[Image-backed grounding data]

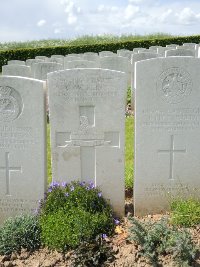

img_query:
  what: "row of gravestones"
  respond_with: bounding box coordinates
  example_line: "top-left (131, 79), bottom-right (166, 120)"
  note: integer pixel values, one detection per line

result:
top-left (2, 42), bottom-right (199, 83)
top-left (0, 44), bottom-right (200, 224)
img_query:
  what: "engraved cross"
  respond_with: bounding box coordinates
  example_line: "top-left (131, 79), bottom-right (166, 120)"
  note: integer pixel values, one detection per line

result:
top-left (0, 152), bottom-right (22, 195)
top-left (158, 135), bottom-right (186, 180)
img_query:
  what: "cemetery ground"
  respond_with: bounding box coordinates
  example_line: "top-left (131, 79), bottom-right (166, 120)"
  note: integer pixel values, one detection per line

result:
top-left (0, 113), bottom-right (200, 267)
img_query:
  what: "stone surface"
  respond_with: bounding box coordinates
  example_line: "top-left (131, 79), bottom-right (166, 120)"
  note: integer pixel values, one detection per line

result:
top-left (35, 56), bottom-right (48, 60)
top-left (99, 51), bottom-right (117, 57)
top-left (26, 59), bottom-right (44, 67)
top-left (2, 65), bottom-right (32, 78)
top-left (82, 52), bottom-right (99, 62)
top-left (157, 47), bottom-right (173, 56)
top-left (47, 57), bottom-right (64, 66)
top-left (100, 56), bottom-right (129, 73)
top-left (33, 62), bottom-right (63, 80)
top-left (131, 52), bottom-right (161, 109)
top-left (134, 57), bottom-right (200, 216)
top-left (48, 68), bottom-right (127, 216)
top-left (165, 48), bottom-right (195, 57)
top-left (0, 76), bottom-right (46, 224)
top-left (117, 50), bottom-right (133, 60)
top-left (7, 60), bottom-right (25, 66)
top-left (100, 56), bottom-right (130, 86)
top-left (64, 60), bottom-right (99, 69)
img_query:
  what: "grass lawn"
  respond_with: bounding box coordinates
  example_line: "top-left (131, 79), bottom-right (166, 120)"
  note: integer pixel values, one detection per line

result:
top-left (47, 116), bottom-right (134, 189)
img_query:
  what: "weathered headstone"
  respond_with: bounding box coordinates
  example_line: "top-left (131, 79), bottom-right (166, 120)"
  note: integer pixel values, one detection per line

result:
top-left (48, 68), bottom-right (127, 216)
top-left (157, 47), bottom-right (173, 56)
top-left (33, 62), bottom-right (63, 80)
top-left (82, 53), bottom-right (99, 62)
top-left (0, 76), bottom-right (46, 224)
top-left (165, 49), bottom-right (195, 57)
top-left (7, 60), bottom-right (26, 66)
top-left (166, 44), bottom-right (178, 48)
top-left (134, 57), bottom-right (200, 216)
top-left (35, 56), bottom-right (48, 61)
top-left (64, 60), bottom-right (99, 69)
top-left (133, 48), bottom-right (146, 53)
top-left (2, 65), bottom-right (32, 78)
top-left (99, 51), bottom-right (117, 57)
top-left (47, 57), bottom-right (64, 66)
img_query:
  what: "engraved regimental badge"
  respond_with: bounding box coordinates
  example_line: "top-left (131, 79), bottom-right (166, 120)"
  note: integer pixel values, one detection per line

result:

- **What is required**:
Some lines in the data above hold the string "engraved". Find and copy each of them.

- **Output**:
  what: "engraved cross"
  what: "engraved regimental badge"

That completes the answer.